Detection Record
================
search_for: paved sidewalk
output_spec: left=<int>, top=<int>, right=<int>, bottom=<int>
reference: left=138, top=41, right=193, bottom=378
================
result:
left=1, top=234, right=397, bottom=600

+--

● **EXERCISE GOAL**
Copy out the entire material exactly.

● **TASK SOLUTION**
Detection Record
================
search_for: paved sidewalk
output_spec: left=<int>, top=<int>, right=<int>, bottom=<int>
reference: left=138, top=41, right=193, bottom=378
================
result:
left=1, top=234, right=397, bottom=600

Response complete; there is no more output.